### Explore the material
1. Copy the passage below on actors' pay for web shows word for word, beginning at "Some SAG leaders" and stopping after "millions, not billions.".
2. Please write the next part of the passage below on Hollywood unions and online video pay, picking up after its last sentence.

### Text block
*** Block opens ***
Online video studios like Revision3 and Break.com have been cutting jobs left and right because they still haven’t figured out how to make serious money. Yet the Hollywood actor’s union, the Screen Actors Guild, and Hollywood studios are locked in an intractable battle about how actors should be compensated for web shows.
Some SAG leaders want online actors to work under a union contract. Studios say they can’t afford to pay what the union wants, because online shows aren’t making much money. Most third-party estimates put total online video revenue from such shows in the tens of millions, not billions.
But it’s not like the studios are in the right here, either. For starters, some have yet to pay Hollywood writers the new media money they’d agreed to pay after last year’s writer’s strike was resolved. Bigger picture, SAG remembers failing to negotiate studio contracts that took into account the boom in cable television and home video, years ago. It wants to avoid a repeat with online video — surely, even if online revenues aren’t here now, they will be one day.
How well does Hollywood’s worker-vs-owner industrial model, currently in action, apply to the web? Not very, if what’s happening to print media is any indicator. Newspapers had unions, while web-based news publications don’t. The newspaper employment dynamic was based on a publisher owning the printing press and using that power to dictate wages and content. Online publishing is not analogous. There’s no printing press to own, which dilutes a publisher’s bargaining power. Online publishers make nowhere near the amounts that newspapers used to — online advertising revenue will only total around $22 billion this year, with much of that going to Google and other non-publishers. Print newspaper advertising has fallen from a record $48.7 billion in 2000 to $42.2 billion in 2007 — a downward trend that’s accelerating this year. There’s not much online money to fight over, these days, and as the print industry’s revenue contracts, any online job becomes more precious to an individual journalist.
*** Block closes ***
### Listed entries
*** Block opens ***
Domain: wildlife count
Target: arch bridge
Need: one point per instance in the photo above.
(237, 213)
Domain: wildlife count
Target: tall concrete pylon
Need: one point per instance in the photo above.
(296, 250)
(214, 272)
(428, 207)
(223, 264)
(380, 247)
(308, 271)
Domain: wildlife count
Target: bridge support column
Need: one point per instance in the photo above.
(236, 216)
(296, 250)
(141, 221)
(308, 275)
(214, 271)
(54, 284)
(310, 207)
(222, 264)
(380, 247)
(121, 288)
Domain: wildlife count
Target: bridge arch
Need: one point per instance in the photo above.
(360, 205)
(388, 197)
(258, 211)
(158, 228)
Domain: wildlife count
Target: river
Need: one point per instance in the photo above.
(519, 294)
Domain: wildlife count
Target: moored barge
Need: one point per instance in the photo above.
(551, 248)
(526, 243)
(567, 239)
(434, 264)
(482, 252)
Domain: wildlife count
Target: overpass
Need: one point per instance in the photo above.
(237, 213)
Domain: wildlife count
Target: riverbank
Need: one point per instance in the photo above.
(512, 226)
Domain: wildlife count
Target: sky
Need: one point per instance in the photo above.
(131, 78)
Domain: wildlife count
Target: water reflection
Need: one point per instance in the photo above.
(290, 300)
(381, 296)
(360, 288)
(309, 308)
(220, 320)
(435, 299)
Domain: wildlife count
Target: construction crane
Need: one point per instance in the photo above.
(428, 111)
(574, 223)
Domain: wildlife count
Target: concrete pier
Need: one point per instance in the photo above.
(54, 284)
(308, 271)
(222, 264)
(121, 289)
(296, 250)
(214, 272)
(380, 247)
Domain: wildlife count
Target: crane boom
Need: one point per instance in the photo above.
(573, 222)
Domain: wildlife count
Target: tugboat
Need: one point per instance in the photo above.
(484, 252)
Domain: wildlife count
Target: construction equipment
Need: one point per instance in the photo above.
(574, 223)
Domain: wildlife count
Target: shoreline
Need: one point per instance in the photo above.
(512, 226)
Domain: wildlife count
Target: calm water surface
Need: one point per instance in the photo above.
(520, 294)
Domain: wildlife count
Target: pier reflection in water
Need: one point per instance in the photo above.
*** Block closes ***
### Task-by-task outputs
1.
Some SAG leaders want online actors to work under a union contract. Studios say they can’t afford to pay what the union wants, because online shows aren’t making much money. Most third-party estimates put total online video revenue from such shows in the tens of millions, not billions.

2.
Hollywood studios and its unions of actors and writers will continue to duke it out for new media revenue for as long as they can. But long-term, the very structure of online media will reshape everyone. Studios will have to better compensate any actor who makes money for the company, or risk them being recruited to rivals who can pay better; unions will have to continue lowering their demands, or risk becoming obsolete. An anecdote in a recent Los Angeles Times article on the SAG fight with studios illustrates this dynamic already in effect:
Some Web producers, however, have balked at signing SAG contracts. Paul Kontonis, chief executive of For Your Imagination, which produces and distributes Web shows, said SAG wanted his company to become a signatory because a union member stars in its Internet show “Kyle Piccolo,” about a bookstore clerk who dispenses therapy to his customers.
But Kontonis said that wasn’t an option because the cost of paying into the union’s health plan, when balanced against his $30,000 budget for the entire seven-episode series, was prohibitive. For future shows, Kontonis said he wouldn’t be hiring SAG actors.
As in the natural world and in free markets, fewer resources means increased competition — and only the most fit will survive. As a result, some union members are at least concerned about the timing. From the Wall Street Journal:
A big issue is whether SAG leadership will be able to persuade enough of its members to vote for strike authorization. The union’s ranks have long been divided across geographical and political lines, and many SAG members are launching quiet campaigns against issuing a strike authorization. Now, some union members are expressing strong skepticism at moving toward a walkout amid a global economic slump.